- _List of tasks_:
**1)** According to the Luis and Clark article, who manufactures all of the company's instruments?
**2)** From the Luis and Clark article, write out the part that opens with the words "They are designed" and closes with "nuts and saddles.", switching "fatigue" to "strain".
**3)** Please resume the article on Luis and Clark instruments after its last sentence.

Luis and Clark, or L&C, is a small, family-run company that sells carbon fiber stringed instruments invented and designed by cellist Luis Leguía (Louie) of the Boston Symphony Orchestra. Their line consists of a violin, viola, cello and double bass, and they have recently started producing half-sized cellos, with plans for a classical guitar currently in development.

History 
Throughout his extensive career as a cellist, Leguía never found a suitable cello that could project over an orchestra or a grand piano.

Leguía, an avid sailor, was on his catamaran one day in 1989 when he heard a resonant humming sound - and noticed that the sound of the waves against the carbon fiber was louder than it was against wood. Struck with the realization that he could create his life's ideal cello, he built three prototypes by hand in his basement, the first with fiberglass and the other two with carbon fiber. After five years of experimenting, he approached carbon fiber expert Steve Clark, head of Rhode Island's Vanguard Sailboats, to form the company "Luis and Clark" in 2000. Clark eventually lead Leguía to Matt Dunham of Clear Carbon and Components, who continues to manufacture all the Luis and Clark instruments.

Instruments 
The instruments are all made in the United States with high-quality 92.57% carbon-epoxy matrix. Due to their carbon fiber, they are much lighter than their wooden counterparts, immune to changes in weather, and highly resistant to damage (10x stronger than steel, 5x lighter). A cello owned by Kaaren Makas, (37 years principal cello, New Orleans Philharmonic, Emeritus principal, Louisiana Philharmonic) survived the flood waters of Hurricane Katrina, needing only new strings, bridge and soundpost, after spending two weeks under water. Each one is set up carefully by hand with the highest quality bridges that are hand-carved to fit each unique instrument, and are tested thoroughly before being sent out.

They are designed to be held closer to the body in order to reduce fatigue, a result of less material used in the instruments' creation. The company has stated that the instruments' sound is most important, and the durability and resistance to climate are "happy side-effects."

The instruments are 100% vegan (traditional instruments use animal glues), and does not use any endangered ebony wood in the fingerboards, nuts and saddles.

- _Record excerpts_:
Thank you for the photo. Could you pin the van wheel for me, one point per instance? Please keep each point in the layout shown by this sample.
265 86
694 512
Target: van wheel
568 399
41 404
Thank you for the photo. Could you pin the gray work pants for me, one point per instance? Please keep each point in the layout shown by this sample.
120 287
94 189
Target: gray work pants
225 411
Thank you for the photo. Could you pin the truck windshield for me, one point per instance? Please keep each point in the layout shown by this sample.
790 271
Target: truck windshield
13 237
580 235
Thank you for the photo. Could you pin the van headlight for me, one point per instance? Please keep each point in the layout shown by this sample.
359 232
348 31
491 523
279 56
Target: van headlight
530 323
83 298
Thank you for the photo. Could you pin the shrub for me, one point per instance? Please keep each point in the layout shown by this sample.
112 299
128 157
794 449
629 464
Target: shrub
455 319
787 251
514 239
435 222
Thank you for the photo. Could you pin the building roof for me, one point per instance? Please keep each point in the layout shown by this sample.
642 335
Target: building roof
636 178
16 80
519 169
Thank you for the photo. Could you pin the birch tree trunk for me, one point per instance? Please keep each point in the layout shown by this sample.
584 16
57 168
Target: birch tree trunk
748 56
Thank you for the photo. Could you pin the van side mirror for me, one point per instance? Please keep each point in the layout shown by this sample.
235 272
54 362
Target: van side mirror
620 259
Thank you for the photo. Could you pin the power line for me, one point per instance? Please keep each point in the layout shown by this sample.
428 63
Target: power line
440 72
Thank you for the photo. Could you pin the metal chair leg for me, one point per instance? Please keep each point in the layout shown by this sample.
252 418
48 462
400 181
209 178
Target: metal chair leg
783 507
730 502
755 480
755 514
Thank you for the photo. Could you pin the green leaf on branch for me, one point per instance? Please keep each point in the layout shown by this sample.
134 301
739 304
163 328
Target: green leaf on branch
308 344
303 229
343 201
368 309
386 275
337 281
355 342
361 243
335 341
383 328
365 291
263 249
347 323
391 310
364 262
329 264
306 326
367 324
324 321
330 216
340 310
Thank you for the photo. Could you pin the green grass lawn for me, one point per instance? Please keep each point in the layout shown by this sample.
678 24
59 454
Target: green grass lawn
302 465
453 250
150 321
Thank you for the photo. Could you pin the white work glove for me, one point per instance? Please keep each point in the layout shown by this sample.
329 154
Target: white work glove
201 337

- _Answers to the tasks_:
**1)** Matt Dunham of Clear Carbon and Components.

**2)**
They are designed to be held closer to the body in order to reduce strain, a result of less material used in the instruments' creation. The company has stated that the instruments' sound is most important, and the durability and resistance to climate are "happy side-effects."

The instruments are 100% vegan (traditional instruments use animal glues), and does not use any endangered ebony wood in the fingerboards, nuts and saddles.

**3)**
Luis and Clark has sold over a thousand cellos, as well as hundreds of other carbon-fiber-stringed instruments, and has owners in 54 countries.

Cello 
The shape of the Luis and Clark cello makes it easier to play. It is played closer to the body so the bow arm does not have to be so high at the point of the A string, thus reducing one of the causes of the “sore shoulder syndrome.” There is no sharp edge from the cello neck rubbing against the musician’s chest, making this cello more comfortable to play.

Violin 
Weighing less than a pound, the violin brings together the best of the violins Leguía most admired in his 60 years as a professional musician. He was most influenced by Joseph Guarnerius del Gesù, but the Luis and Clark violin also has characteristics from Amati, Montagnana, Stradivarius, J.B. Guadagnini and the rest of the Guarneri family.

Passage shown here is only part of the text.